» **TASK BRIEF**
Write what comes next in the passage below about how Buildout uses Python eggs, starting right after its last sentence.

Buildout uses eggs very differently

Buildout doesn’t use .pth files. Instead, when Buildout generates a script, it generates a Python path that names the eggs needed, and only the eggs needed, for a particular script based on its requirements. When Buildout is run, scripts are regenerated if versions of any of their dependencies change. Scripts defined by different parts can use different versions, because they have different Python paths. Changing a version used often requires only updating the path generated for a script.

Buildout’s approach to assembling applications should be familiar to anyone who’s worked with Java applications, which are assembled the same way, using jars and class paths.

Buildout uses eggs almost exclusively as an installation format [4], in a way that leverages eggs’ strengths. Eggs provide Buildout with the ability to efficiently control which dependencies a script uses, providing repeatability and predictability.

» **EXTRACTED MATERIAL**
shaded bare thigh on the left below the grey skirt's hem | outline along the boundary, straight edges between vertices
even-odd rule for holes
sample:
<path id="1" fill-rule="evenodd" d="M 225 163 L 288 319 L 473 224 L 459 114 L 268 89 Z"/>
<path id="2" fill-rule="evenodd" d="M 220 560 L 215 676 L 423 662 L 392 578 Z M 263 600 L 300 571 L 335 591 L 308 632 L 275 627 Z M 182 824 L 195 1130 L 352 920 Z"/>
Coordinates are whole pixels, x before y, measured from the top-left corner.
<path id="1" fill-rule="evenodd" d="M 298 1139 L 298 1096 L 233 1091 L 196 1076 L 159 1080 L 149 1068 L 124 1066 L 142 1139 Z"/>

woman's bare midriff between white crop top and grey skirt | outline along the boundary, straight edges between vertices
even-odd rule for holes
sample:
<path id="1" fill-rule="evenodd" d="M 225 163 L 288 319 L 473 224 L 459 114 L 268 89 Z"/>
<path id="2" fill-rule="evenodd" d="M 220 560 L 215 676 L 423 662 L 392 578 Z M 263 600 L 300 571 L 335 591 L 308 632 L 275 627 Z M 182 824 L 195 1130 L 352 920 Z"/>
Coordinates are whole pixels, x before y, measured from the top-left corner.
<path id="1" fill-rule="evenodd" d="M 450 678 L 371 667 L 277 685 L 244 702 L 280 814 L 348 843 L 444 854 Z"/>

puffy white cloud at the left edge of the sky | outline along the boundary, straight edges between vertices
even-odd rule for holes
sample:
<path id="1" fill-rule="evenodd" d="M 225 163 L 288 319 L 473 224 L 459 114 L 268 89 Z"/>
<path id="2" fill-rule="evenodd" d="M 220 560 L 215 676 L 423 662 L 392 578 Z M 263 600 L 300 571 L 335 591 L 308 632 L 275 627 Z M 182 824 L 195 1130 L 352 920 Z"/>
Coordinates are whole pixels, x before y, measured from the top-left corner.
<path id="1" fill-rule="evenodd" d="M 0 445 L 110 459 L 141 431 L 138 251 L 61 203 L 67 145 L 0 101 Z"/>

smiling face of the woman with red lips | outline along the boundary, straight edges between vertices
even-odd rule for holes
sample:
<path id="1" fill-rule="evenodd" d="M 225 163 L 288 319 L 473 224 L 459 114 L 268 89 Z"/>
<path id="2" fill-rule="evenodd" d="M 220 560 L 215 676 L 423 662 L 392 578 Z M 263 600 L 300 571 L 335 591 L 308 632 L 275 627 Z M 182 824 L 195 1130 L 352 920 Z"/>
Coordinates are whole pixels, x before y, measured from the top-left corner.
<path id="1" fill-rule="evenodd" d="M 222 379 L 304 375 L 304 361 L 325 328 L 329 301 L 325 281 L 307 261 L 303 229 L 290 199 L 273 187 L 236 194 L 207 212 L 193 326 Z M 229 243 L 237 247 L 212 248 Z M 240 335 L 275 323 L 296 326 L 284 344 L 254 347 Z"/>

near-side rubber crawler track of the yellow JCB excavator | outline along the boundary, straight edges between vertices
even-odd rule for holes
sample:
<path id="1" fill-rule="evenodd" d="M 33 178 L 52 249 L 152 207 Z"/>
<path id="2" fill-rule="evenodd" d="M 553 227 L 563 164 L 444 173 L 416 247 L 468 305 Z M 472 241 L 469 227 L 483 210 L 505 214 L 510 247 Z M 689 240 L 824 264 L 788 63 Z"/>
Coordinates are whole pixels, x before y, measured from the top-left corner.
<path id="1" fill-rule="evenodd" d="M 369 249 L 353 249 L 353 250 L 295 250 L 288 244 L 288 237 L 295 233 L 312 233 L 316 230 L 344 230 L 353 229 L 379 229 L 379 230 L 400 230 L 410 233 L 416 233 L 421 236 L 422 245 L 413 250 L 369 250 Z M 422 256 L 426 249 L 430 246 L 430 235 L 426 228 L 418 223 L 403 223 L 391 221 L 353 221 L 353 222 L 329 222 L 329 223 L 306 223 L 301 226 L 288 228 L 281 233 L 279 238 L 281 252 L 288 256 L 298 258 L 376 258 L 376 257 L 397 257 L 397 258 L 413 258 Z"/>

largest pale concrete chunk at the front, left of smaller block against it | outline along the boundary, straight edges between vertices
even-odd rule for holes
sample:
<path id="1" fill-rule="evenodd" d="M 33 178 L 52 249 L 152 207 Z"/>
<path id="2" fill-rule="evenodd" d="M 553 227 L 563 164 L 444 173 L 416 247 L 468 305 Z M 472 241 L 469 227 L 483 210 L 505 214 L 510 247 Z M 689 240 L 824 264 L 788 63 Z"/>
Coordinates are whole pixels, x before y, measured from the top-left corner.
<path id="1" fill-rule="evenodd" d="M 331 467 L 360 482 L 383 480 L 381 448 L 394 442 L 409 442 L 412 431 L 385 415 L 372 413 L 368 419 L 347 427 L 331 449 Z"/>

» **TASK RESPONSE**
[1]Ultimately, we moved to a model where we hosted software ourselves for customers, because we needed control over operation, as well as installation and upgrades, and because with the technology of the time, we still weren’t able to sufficiently insulate ourselves from the customers’ environments.
[2]The zc.buildout.easy_install module started out as a thin wrapper around the easy_install command. Although it has (almost) nothing to do with the easy_install command today, its name has remained, because it provides some public APIs.
[3]Java tools have no problem working with zip files, because of the prominence of jar files, which like eggs, use zip format.
[4]Buildout always unzips eggs into ordinary directories, by default.